Region pointing data
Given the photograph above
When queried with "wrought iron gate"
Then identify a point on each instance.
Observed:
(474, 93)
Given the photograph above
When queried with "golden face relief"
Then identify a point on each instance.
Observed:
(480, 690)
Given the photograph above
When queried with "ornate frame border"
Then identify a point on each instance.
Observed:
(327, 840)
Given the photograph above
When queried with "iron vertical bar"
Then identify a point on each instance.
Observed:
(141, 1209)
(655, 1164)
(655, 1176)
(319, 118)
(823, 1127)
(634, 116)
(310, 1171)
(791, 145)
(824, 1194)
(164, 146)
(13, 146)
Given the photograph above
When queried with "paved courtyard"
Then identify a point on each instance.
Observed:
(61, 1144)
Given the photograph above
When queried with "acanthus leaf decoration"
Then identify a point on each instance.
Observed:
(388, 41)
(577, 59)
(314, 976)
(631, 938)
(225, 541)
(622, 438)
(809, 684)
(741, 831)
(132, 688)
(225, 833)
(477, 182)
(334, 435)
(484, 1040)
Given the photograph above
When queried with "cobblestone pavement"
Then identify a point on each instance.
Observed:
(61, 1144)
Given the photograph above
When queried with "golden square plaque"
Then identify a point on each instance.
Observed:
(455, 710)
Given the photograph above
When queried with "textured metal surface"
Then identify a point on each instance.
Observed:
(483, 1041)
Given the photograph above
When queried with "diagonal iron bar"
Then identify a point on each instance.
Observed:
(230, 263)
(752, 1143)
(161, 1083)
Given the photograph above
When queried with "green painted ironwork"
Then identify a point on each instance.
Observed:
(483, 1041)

About this task ▸ Here, the records must be output exactly and in full.

Exercise output ▸
Given the photograph above
When queried with "wrought iron gate"
Then identify a point on each instance.
Observed:
(474, 93)
Given the photograph above
When queried with "golden face relief"
Then identify a point on each instance.
Observed:
(480, 690)
Given the photograph above
When queried with "ornate frame border"
Then identify a point on each instance.
Observed:
(327, 840)
Given the photograph above
When queried with "iron vertical bar"
Then identify a point on each instance.
Observed:
(141, 1209)
(655, 1164)
(655, 1176)
(319, 118)
(823, 1127)
(634, 116)
(310, 1171)
(791, 145)
(824, 1194)
(164, 146)
(13, 146)
Given the photograph above
When queried with "paved courtyard"
Then identify a point on each instance.
Observed:
(61, 1144)
Given the photograph above
When queried with "acanthus leaf decoration"
Then identify a point on each instance.
Observed:
(388, 41)
(577, 59)
(314, 976)
(631, 938)
(225, 541)
(622, 438)
(809, 684)
(741, 831)
(132, 688)
(225, 833)
(477, 182)
(334, 435)
(484, 1040)
Given the photograph above
When queried with "cobblestone pavement"
Then identify a point on each instance.
Observed:
(61, 1144)
Given the photograph above
When queried with "golden square plaque"
Then identify a point on each instance.
Observed:
(455, 710)
Given the photograph above
When queried with "textured metal surface"
Then identify a point on each instance.
Observed:
(483, 1041)
Given the photograph above
When queried with "diagonal iron bar"
Then identify a point on each instance.
Observed:
(230, 263)
(752, 1143)
(161, 1083)
Given the photograph above
When queried with "green painted ironwork"
Then identify a point on each instance.
Observed:
(483, 1041)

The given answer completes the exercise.